### Goal
Reproduce word for word the lines that run from the one containing "Detect red-leaved shrub." through the final line, including both of those lines.

### Entries taken from a collection
═══
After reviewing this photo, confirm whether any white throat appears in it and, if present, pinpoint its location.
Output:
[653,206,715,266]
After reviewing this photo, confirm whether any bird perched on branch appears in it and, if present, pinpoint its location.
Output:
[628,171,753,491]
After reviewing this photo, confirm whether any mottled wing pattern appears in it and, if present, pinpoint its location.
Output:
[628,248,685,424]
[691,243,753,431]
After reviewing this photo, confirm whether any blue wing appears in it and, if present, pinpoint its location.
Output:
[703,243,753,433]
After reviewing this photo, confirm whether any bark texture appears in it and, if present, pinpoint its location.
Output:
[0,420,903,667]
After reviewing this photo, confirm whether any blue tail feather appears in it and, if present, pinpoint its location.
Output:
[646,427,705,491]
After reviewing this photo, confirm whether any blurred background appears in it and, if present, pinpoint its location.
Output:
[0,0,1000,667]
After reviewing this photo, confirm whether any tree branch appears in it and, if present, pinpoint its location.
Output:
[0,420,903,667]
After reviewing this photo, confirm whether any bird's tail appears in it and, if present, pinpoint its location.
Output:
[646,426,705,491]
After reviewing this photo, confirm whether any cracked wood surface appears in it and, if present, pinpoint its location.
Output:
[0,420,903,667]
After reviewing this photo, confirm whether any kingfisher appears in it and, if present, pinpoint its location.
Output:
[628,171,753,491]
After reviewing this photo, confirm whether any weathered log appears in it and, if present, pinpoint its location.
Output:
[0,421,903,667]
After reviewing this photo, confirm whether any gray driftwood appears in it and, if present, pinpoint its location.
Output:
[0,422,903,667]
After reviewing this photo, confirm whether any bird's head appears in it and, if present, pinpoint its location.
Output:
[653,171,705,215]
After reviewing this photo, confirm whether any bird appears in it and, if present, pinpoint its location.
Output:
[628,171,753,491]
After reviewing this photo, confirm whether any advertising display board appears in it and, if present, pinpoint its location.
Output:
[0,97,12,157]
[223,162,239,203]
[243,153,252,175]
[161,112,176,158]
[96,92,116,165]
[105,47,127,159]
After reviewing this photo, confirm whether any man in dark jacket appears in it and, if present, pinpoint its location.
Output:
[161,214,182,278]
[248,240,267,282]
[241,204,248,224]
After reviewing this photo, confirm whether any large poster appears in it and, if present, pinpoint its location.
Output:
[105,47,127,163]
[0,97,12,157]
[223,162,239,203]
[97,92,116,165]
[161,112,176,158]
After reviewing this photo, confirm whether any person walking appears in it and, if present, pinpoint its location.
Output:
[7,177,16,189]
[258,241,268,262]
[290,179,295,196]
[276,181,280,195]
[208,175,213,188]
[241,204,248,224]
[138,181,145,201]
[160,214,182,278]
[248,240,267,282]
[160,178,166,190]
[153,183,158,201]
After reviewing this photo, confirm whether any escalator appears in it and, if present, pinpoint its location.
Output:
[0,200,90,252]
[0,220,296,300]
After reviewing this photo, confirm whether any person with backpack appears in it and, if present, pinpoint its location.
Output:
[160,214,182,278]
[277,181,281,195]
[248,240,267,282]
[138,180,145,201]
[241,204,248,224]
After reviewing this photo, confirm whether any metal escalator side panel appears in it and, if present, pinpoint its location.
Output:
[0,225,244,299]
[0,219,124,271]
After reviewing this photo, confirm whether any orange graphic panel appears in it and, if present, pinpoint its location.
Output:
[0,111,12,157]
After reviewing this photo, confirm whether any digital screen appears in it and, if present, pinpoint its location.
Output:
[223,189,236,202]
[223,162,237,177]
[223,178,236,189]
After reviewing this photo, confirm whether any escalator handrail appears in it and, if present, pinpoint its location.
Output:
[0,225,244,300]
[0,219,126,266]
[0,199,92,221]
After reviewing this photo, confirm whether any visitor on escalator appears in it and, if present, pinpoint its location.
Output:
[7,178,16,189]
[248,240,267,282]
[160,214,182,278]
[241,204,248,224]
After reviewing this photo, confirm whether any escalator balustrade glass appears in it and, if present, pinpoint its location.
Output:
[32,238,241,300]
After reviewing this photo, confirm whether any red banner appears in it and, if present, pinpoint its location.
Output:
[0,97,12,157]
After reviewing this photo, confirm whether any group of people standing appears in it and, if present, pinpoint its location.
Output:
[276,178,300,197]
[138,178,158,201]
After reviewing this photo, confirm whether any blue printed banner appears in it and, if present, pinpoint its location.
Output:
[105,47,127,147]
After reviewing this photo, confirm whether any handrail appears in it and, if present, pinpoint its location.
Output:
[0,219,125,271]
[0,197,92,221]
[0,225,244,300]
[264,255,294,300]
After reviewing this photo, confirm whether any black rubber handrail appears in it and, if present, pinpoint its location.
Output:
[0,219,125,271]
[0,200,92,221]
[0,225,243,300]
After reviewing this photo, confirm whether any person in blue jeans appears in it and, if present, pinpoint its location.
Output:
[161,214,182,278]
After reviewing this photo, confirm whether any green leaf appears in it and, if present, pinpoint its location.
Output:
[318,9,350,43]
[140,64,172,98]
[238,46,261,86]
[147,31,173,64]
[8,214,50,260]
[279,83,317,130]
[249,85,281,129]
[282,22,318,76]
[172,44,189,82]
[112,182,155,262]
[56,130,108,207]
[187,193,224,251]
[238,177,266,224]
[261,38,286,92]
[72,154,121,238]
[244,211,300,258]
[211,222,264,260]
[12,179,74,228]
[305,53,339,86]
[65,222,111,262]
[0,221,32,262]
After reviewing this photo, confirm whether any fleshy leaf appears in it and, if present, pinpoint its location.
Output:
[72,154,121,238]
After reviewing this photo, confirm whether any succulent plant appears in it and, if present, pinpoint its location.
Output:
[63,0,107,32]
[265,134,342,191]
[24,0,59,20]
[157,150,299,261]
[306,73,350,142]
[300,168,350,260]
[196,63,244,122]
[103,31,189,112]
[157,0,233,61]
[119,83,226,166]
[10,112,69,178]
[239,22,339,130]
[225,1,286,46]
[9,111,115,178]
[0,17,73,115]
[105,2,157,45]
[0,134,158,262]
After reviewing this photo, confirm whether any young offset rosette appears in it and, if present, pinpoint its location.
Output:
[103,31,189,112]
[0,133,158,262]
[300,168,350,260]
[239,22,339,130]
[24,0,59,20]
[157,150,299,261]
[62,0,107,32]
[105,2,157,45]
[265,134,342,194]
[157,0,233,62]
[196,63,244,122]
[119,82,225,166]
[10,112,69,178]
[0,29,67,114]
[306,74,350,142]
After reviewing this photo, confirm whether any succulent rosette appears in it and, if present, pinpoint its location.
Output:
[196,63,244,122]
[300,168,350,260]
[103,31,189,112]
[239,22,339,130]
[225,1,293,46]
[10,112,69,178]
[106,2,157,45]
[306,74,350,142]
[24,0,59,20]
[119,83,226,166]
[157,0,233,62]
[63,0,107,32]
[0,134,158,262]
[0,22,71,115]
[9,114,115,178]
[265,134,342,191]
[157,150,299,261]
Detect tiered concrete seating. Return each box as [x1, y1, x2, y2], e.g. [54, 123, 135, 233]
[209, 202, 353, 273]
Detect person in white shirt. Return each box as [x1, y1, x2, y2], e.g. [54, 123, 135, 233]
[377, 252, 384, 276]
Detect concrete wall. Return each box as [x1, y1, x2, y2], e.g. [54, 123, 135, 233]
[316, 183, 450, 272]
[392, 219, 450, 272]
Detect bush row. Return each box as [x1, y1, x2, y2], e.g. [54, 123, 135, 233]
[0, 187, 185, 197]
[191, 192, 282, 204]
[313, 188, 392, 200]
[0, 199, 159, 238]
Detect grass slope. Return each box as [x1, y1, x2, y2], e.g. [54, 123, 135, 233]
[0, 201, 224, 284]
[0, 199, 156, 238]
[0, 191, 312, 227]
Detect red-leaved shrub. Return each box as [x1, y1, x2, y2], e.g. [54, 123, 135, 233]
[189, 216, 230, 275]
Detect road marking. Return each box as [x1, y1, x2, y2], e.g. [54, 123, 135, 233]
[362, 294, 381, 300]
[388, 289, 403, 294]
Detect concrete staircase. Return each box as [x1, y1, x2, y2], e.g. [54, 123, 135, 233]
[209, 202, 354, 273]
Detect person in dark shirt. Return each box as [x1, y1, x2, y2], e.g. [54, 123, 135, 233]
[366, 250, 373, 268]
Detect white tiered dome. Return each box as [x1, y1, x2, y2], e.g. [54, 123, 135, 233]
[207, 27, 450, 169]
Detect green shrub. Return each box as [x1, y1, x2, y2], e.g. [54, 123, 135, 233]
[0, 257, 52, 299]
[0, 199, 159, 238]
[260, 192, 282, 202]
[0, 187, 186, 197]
═══
### Answer to the exercise
Detect red-leaved shrub. Return each box as [x1, y1, x2, y2], e.g. [54, 123, 135, 233]
[189, 216, 230, 275]
Detect road marking. Return each box as [x1, y1, x2, y2], e.g. [54, 123, 135, 233]
[362, 294, 381, 300]
[388, 289, 403, 294]
Detect concrete staircase. Return each box as [x1, y1, x2, y2], e.g. [54, 123, 135, 233]
[209, 202, 354, 273]
Detect person in dark shirt. Return each box as [x1, y1, x2, y2], e.g. [54, 123, 135, 233]
[366, 250, 373, 268]
Detect white tiered dome. Return each box as [x1, y1, x2, y2], e.g. [54, 123, 135, 233]
[207, 27, 450, 169]
Detect green shrub. Return each box as [x1, y1, x2, y2], e.g. [54, 123, 135, 233]
[0, 257, 52, 299]
[0, 199, 159, 238]
[260, 192, 282, 202]
[0, 187, 186, 197]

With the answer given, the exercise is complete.